Rewrite the part of the data that opens with the line containing "obj: green tarpaulin canopy | bbox --json" and runs through the end of the data as a JSON list of strings, one string per line, with blank lines left out.

(Rows from a box labeling dataset)
* * * * * * *

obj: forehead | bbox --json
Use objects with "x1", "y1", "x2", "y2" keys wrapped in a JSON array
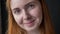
[{"x1": 11, "y1": 0, "x2": 36, "y2": 7}]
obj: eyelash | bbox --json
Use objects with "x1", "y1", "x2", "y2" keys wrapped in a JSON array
[
  {"x1": 27, "y1": 4, "x2": 35, "y2": 10},
  {"x1": 14, "y1": 9, "x2": 20, "y2": 14}
]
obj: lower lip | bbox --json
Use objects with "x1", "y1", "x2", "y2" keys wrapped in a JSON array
[{"x1": 25, "y1": 21, "x2": 34, "y2": 27}]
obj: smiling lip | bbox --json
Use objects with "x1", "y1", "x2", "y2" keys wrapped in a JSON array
[
  {"x1": 25, "y1": 20, "x2": 34, "y2": 24},
  {"x1": 24, "y1": 20, "x2": 35, "y2": 27}
]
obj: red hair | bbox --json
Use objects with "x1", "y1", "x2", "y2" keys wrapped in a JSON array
[{"x1": 6, "y1": 0, "x2": 54, "y2": 34}]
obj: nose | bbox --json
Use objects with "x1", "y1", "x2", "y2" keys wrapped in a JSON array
[{"x1": 23, "y1": 10, "x2": 31, "y2": 20}]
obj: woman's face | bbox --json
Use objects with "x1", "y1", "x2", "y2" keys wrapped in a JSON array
[{"x1": 11, "y1": 0, "x2": 42, "y2": 31}]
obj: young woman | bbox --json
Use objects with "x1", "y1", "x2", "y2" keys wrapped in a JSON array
[{"x1": 6, "y1": 0, "x2": 54, "y2": 34}]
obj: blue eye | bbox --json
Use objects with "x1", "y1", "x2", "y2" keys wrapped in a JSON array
[{"x1": 13, "y1": 9, "x2": 20, "y2": 14}]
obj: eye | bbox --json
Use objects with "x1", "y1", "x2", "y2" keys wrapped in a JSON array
[
  {"x1": 28, "y1": 4, "x2": 35, "y2": 10},
  {"x1": 13, "y1": 8, "x2": 21, "y2": 14}
]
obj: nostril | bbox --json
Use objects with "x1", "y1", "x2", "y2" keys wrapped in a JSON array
[{"x1": 24, "y1": 15, "x2": 32, "y2": 20}]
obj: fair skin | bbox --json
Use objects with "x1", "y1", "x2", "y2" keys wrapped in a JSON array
[{"x1": 11, "y1": 0, "x2": 42, "y2": 34}]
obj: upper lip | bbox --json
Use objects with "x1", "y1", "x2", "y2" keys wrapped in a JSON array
[{"x1": 24, "y1": 20, "x2": 34, "y2": 24}]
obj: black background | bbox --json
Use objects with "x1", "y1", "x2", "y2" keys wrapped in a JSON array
[{"x1": 1, "y1": 0, "x2": 60, "y2": 34}]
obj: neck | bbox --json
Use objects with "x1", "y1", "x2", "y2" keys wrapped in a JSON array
[{"x1": 27, "y1": 29, "x2": 40, "y2": 34}]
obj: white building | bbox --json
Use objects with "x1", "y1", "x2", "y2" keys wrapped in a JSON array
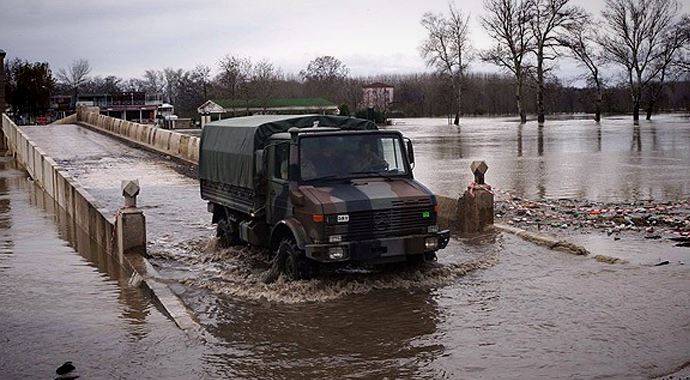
[{"x1": 362, "y1": 82, "x2": 393, "y2": 112}]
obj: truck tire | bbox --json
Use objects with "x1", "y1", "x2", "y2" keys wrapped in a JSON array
[
  {"x1": 276, "y1": 236, "x2": 317, "y2": 281},
  {"x1": 216, "y1": 218, "x2": 241, "y2": 248}
]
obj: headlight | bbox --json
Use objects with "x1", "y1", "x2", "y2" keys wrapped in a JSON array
[
  {"x1": 424, "y1": 237, "x2": 438, "y2": 251},
  {"x1": 328, "y1": 247, "x2": 345, "y2": 260}
]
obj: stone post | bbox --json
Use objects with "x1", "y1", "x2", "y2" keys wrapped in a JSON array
[
  {"x1": 115, "y1": 180, "x2": 146, "y2": 256},
  {"x1": 458, "y1": 161, "x2": 494, "y2": 234},
  {"x1": 0, "y1": 49, "x2": 7, "y2": 114},
  {"x1": 0, "y1": 49, "x2": 7, "y2": 151}
]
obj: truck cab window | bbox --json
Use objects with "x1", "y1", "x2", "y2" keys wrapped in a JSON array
[{"x1": 273, "y1": 144, "x2": 290, "y2": 181}]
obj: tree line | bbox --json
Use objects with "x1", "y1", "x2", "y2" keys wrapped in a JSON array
[
  {"x1": 6, "y1": 0, "x2": 690, "y2": 124},
  {"x1": 420, "y1": 0, "x2": 690, "y2": 124}
]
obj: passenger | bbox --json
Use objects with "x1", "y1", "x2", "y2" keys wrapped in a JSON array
[
  {"x1": 356, "y1": 144, "x2": 388, "y2": 172},
  {"x1": 300, "y1": 150, "x2": 318, "y2": 180}
]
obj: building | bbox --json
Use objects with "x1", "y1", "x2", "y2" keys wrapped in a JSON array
[
  {"x1": 0, "y1": 49, "x2": 7, "y2": 114},
  {"x1": 362, "y1": 82, "x2": 394, "y2": 113},
  {"x1": 197, "y1": 98, "x2": 340, "y2": 127},
  {"x1": 77, "y1": 91, "x2": 174, "y2": 124}
]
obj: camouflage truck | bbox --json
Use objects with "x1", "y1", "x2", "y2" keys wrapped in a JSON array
[{"x1": 199, "y1": 115, "x2": 449, "y2": 279}]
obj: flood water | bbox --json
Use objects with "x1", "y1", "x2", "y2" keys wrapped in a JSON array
[
  {"x1": 0, "y1": 158, "x2": 201, "y2": 379},
  {"x1": 8, "y1": 119, "x2": 690, "y2": 379},
  {"x1": 389, "y1": 115, "x2": 690, "y2": 202}
]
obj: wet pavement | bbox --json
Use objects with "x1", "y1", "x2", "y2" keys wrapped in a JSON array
[
  {"x1": 8, "y1": 121, "x2": 690, "y2": 379},
  {"x1": 389, "y1": 115, "x2": 690, "y2": 202}
]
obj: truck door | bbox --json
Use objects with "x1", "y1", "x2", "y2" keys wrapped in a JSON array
[{"x1": 266, "y1": 141, "x2": 290, "y2": 225}]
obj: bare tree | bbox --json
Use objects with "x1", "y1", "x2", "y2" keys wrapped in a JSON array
[
  {"x1": 216, "y1": 55, "x2": 251, "y2": 99},
  {"x1": 299, "y1": 55, "x2": 350, "y2": 102},
  {"x1": 559, "y1": 13, "x2": 604, "y2": 123},
  {"x1": 481, "y1": 0, "x2": 532, "y2": 123},
  {"x1": 527, "y1": 0, "x2": 583, "y2": 124},
  {"x1": 602, "y1": 0, "x2": 678, "y2": 124},
  {"x1": 163, "y1": 67, "x2": 186, "y2": 104},
  {"x1": 643, "y1": 16, "x2": 690, "y2": 120},
  {"x1": 251, "y1": 60, "x2": 280, "y2": 110},
  {"x1": 419, "y1": 4, "x2": 471, "y2": 125},
  {"x1": 191, "y1": 65, "x2": 211, "y2": 101},
  {"x1": 56, "y1": 58, "x2": 91, "y2": 102},
  {"x1": 300, "y1": 55, "x2": 350, "y2": 81},
  {"x1": 139, "y1": 69, "x2": 165, "y2": 95}
]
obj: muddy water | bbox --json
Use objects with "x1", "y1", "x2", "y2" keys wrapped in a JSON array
[
  {"x1": 0, "y1": 158, "x2": 203, "y2": 379},
  {"x1": 390, "y1": 115, "x2": 690, "y2": 201},
  {"x1": 13, "y1": 126, "x2": 690, "y2": 379},
  {"x1": 171, "y1": 235, "x2": 690, "y2": 379}
]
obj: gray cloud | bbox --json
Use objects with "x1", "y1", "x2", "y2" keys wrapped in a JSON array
[{"x1": 0, "y1": 0, "x2": 690, "y2": 77}]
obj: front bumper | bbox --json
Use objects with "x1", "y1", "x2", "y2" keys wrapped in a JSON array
[{"x1": 305, "y1": 230, "x2": 450, "y2": 262}]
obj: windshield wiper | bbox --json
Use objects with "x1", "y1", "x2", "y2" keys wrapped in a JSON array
[
  {"x1": 307, "y1": 174, "x2": 345, "y2": 181},
  {"x1": 348, "y1": 170, "x2": 393, "y2": 180}
]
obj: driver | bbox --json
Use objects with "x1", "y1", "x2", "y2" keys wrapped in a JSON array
[{"x1": 357, "y1": 144, "x2": 388, "y2": 172}]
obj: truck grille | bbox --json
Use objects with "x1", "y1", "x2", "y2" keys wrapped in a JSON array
[{"x1": 326, "y1": 206, "x2": 436, "y2": 240}]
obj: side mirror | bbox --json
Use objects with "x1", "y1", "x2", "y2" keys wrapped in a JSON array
[
  {"x1": 289, "y1": 189, "x2": 304, "y2": 206},
  {"x1": 405, "y1": 138, "x2": 414, "y2": 169},
  {"x1": 254, "y1": 149, "x2": 268, "y2": 177}
]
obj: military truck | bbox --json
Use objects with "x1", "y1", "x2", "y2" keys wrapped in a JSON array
[{"x1": 199, "y1": 115, "x2": 449, "y2": 280}]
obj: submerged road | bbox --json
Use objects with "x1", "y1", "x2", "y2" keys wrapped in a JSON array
[{"x1": 9, "y1": 125, "x2": 690, "y2": 379}]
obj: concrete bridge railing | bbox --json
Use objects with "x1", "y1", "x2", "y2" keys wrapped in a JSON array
[
  {"x1": 70, "y1": 107, "x2": 493, "y2": 232},
  {"x1": 75, "y1": 107, "x2": 200, "y2": 164}
]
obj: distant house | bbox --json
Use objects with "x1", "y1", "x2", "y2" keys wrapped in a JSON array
[
  {"x1": 362, "y1": 82, "x2": 394, "y2": 112},
  {"x1": 69, "y1": 91, "x2": 174, "y2": 124},
  {"x1": 197, "y1": 98, "x2": 340, "y2": 127}
]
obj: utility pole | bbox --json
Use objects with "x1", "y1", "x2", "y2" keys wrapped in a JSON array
[{"x1": 0, "y1": 49, "x2": 7, "y2": 114}]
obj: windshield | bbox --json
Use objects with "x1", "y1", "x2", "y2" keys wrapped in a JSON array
[{"x1": 300, "y1": 134, "x2": 407, "y2": 181}]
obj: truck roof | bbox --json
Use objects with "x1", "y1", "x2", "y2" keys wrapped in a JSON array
[{"x1": 199, "y1": 115, "x2": 378, "y2": 188}]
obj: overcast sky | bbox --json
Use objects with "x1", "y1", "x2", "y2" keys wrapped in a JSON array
[{"x1": 0, "y1": 0, "x2": 690, "y2": 79}]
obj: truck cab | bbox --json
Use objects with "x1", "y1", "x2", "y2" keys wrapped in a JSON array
[{"x1": 199, "y1": 116, "x2": 449, "y2": 279}]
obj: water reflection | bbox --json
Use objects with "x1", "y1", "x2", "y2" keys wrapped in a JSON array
[
  {"x1": 0, "y1": 158, "x2": 205, "y2": 379},
  {"x1": 202, "y1": 289, "x2": 447, "y2": 378},
  {"x1": 18, "y1": 159, "x2": 152, "y2": 328},
  {"x1": 391, "y1": 115, "x2": 690, "y2": 201}
]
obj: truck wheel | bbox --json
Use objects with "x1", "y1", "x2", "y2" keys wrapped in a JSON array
[
  {"x1": 277, "y1": 237, "x2": 317, "y2": 281},
  {"x1": 216, "y1": 219, "x2": 241, "y2": 248}
]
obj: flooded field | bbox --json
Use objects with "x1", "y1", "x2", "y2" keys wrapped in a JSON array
[
  {"x1": 8, "y1": 118, "x2": 690, "y2": 379},
  {"x1": 390, "y1": 115, "x2": 690, "y2": 202}
]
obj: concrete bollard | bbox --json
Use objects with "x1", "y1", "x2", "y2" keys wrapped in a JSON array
[
  {"x1": 457, "y1": 161, "x2": 494, "y2": 234},
  {"x1": 116, "y1": 180, "x2": 146, "y2": 255}
]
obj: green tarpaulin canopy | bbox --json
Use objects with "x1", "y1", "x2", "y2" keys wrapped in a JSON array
[{"x1": 199, "y1": 115, "x2": 377, "y2": 189}]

* * * * * * *

[IN RESPONSE]
[
  "obj: green tarpaulin canopy | bbox --json",
  "Use objects with \"x1\", \"y1\", \"x2\", \"y2\" keys wrapped in a JSON array",
  "[{\"x1\": 199, \"y1\": 115, \"x2\": 377, \"y2\": 189}]"
]